**Source data:**
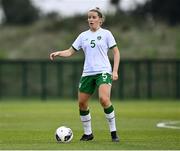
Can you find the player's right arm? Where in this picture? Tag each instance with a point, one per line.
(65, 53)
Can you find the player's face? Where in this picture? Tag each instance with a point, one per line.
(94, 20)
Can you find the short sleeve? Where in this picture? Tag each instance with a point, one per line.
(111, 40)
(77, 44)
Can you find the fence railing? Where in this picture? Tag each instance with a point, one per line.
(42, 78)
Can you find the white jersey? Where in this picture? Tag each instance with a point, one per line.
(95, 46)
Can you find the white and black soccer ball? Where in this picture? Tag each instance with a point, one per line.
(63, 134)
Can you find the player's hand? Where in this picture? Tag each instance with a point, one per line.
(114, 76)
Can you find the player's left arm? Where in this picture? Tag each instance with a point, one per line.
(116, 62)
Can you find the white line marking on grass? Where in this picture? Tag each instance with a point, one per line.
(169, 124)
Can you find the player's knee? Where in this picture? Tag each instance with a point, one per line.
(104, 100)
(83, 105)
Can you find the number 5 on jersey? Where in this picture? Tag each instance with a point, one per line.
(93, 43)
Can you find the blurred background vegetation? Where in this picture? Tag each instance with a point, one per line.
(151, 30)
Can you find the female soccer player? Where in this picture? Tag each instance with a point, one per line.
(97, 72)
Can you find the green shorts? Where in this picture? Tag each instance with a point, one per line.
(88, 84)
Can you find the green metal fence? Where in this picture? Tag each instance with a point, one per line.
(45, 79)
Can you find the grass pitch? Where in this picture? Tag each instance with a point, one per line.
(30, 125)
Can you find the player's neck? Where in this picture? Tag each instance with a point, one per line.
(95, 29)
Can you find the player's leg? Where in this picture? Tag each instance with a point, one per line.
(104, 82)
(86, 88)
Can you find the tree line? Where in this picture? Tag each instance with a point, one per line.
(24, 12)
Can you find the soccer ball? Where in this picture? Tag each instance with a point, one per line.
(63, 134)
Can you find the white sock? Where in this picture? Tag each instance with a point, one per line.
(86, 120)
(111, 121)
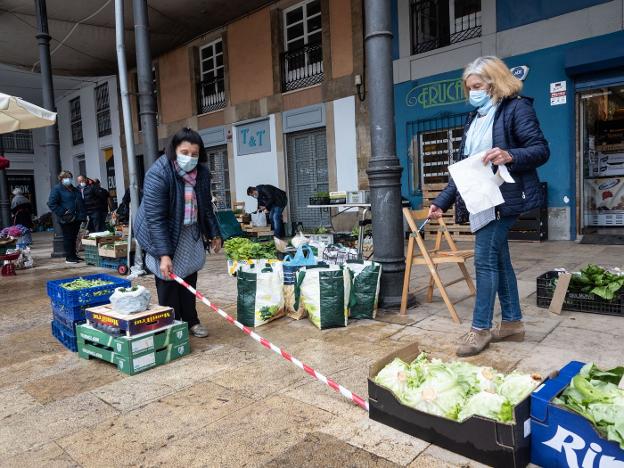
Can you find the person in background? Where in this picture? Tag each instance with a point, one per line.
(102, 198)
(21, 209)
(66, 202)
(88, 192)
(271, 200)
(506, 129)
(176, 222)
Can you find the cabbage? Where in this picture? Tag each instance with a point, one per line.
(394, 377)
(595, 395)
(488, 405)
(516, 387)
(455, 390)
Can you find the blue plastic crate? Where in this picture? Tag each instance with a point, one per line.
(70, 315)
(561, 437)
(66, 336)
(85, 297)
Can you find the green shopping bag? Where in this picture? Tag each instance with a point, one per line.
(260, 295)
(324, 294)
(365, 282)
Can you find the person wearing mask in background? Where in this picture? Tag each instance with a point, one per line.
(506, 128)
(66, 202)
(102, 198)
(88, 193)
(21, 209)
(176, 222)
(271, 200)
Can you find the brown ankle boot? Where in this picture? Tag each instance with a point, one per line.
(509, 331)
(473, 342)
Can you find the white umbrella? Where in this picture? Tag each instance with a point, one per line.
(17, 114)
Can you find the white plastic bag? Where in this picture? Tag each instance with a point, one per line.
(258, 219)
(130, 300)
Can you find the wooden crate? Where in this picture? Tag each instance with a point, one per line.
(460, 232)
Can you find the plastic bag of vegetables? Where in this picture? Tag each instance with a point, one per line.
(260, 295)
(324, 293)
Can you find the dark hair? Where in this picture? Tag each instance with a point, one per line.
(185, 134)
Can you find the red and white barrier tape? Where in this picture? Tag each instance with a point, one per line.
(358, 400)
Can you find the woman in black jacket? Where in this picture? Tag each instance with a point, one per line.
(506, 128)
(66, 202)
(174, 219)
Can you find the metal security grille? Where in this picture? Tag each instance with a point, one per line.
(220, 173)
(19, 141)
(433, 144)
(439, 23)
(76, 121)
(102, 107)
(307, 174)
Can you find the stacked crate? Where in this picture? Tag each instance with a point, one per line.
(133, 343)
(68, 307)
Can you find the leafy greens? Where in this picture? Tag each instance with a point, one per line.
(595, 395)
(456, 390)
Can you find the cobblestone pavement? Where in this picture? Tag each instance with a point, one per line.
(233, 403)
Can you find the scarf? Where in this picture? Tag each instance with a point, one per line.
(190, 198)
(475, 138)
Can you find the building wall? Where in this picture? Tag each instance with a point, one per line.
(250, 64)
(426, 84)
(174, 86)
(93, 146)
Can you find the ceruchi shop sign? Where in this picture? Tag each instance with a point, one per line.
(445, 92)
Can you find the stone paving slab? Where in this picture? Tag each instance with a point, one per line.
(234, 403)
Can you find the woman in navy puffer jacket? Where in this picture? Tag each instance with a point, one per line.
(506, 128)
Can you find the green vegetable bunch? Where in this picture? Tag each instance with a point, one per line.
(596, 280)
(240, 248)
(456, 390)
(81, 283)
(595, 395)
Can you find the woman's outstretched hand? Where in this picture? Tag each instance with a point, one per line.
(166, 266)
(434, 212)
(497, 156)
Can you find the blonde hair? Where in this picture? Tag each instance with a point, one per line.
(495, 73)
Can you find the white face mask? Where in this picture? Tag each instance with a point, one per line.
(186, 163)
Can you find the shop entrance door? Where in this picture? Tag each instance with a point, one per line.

**Exercise prompt:** Without the pictures, return all the records precisely as they stand.

**Output:**
Can you find the player's right arm? Where in this picture? Tag each instance with a point, one per line.
(65, 53)
Can you find the player's face? Where in this picture? Tag each instance with a point, one per line.
(94, 20)
Can you find the short sleeve? Where in this picture? Tag each instance with a point, one per line.
(111, 40)
(77, 44)
Can you find the fence railing? Where in this picture? Tag each instance with a point, one per line.
(42, 78)
Can you find the white jersey? Where in this picture? Tag each instance with a point, one per line.
(95, 46)
Can you find the white and black soccer ball? Where in this picture? Tag each instance with a point, one per line.
(63, 134)
Can you find the player's hand? Where in this picture? Tag each instance with a point, one per line.
(114, 76)
Can you find the player's left arm? Where in this picture? Tag each instance with a point, one per line.
(116, 62)
Can you find the white line marking on grass? Where in this picture? Tag each instance with a point, one per line.
(169, 124)
Can you find the player's knee? Where in this picture? Tag each instance with a point, one per line.
(104, 100)
(83, 105)
Can you find the number 5 on jersey? Where in this picture? Tag each instance with a point, one per line.
(93, 43)
Can you find the blurred background vegetation? Where in this picture? Tag each instance with a point, one per line.
(151, 30)
Can you find the female soccer player? Where in this picture? Tag each instance with a point, one per line.
(97, 72)
Can you find the green shorts? Where in this picture? Tag each instance with a point, one per line.
(88, 84)
Can you find the green metal fence? Where in this picture? Tag each instance with a point, one per line.
(45, 79)
Can you find the grass pitch? Where in this picture? Tag each instance with a point, one per line.
(30, 125)
Can you find the player's neck? Where in this picture? Tag each instance with a point, one per line.
(95, 29)
Can you find the player's leg? Where in this picture? Tag each instance with a point, one per line.
(104, 82)
(86, 88)
Can you find the tree line? Where in this picture? Tag each instance with a point, one per line.
(24, 12)
Can you find the soccer ball? Where in this picture? Tag each instance with a point, one per line.
(63, 134)
Can you find the white sock? Where in this picture? Tag each instance with a point, one per line.
(86, 120)
(111, 121)
Can you find the person in background? Where in this picture? Tag each instance with a point, one per line.
(102, 198)
(21, 209)
(66, 202)
(88, 192)
(271, 200)
(506, 129)
(176, 222)
Can you find the cabbage? Where in this picture? Tag each instance with a point, one per line.
(394, 377)
(595, 395)
(488, 405)
(516, 387)
(455, 390)
Can you find the blue plastic crate? Where in this picture? Tag each instance with a point, one per line.
(70, 315)
(561, 437)
(66, 336)
(85, 297)
Can you find the green shopping bag? Where in this picture? Tag each instance with a point, one per line.
(260, 295)
(324, 294)
(365, 282)
Can you find the person wearing mask in background? Where in this picture? Tag each instance with a point, one per line.
(506, 128)
(66, 202)
(102, 198)
(88, 193)
(21, 209)
(176, 222)
(271, 200)
Can you find the brown ankle boot? Where in this picture? Tag each instance with a point, one per line.
(509, 331)
(473, 342)
Can you find the white umbrella? Where in this picture? Tag each instance with a point, one per line.
(17, 114)
Can you find the white plastic bag? Where in this picture? Tag each instance with a point, one per line.
(258, 219)
(130, 300)
Can you find the wooden crate? Where in this picture? Tag each instance with a point, one per line.
(460, 232)
Can you find the plastic bag of vegetables? Where in this picture? Tag each instance with a point, one per line.
(260, 295)
(324, 293)
Can you find the dark hair? Where in this picture? Tag each instance with a point, one per line.
(185, 134)
Can you find the red and white barrier tape? Where in this picture? Tag each instance with a point, one per line.
(358, 400)
Can you find the woman in black jacket? Where in this picture? Tag each instance with a point, one per line.
(506, 128)
(66, 202)
(174, 219)
Can you find the metal security grille? Where in this picture? Tag each instance with a point, one per line.
(220, 173)
(19, 141)
(433, 144)
(439, 23)
(76, 121)
(102, 107)
(307, 174)
Can you find the stacked crate? Where in this picture? Tag each instance with a point, one per line.
(133, 343)
(68, 307)
Can you find the leafy greens? Where in this picture? Tag each instance with a point, one per line.
(595, 395)
(456, 390)
Can you find the cobblestone pavement? Where in this picture? Tag each instance with a point, one per line.
(233, 403)
Can you find the scarf? Where in this picture? Tag each instance with a point, one per line.
(190, 198)
(475, 138)
Can you find the building wall? Where in this picture? Tag each instance with a point, one per line.
(250, 64)
(426, 84)
(174, 86)
(93, 146)
Can you find the ceruchi shop sign? Where in this picture? Tag each instance with a point, one per line.
(445, 92)
Can you find the stone paving slab? Where in this picture? Tag each instance with a point, one per line.
(234, 403)
Can you find the woman in navy puffer jacket? Where in this picture? Tag each instance with a point, one per line.
(506, 128)
Can you find the green vegetable bunch? Where in this picture? Tag each instance with a point, one per line.
(596, 280)
(240, 248)
(456, 390)
(81, 283)
(595, 395)
Can you find the woman's outstretched hand? Where in this picture? Tag each instance with a point, one per line.
(166, 266)
(434, 212)
(497, 156)
Can you find the blonde hair? Where in this picture? Tag each instance with a point, one per line.
(495, 73)
Can you find the white face mask? Where in this picture? Tag each instance with a point, one per line.
(186, 163)
Can you find the shop entrance door? Where in this picture? Tag each instance with a point, one per line.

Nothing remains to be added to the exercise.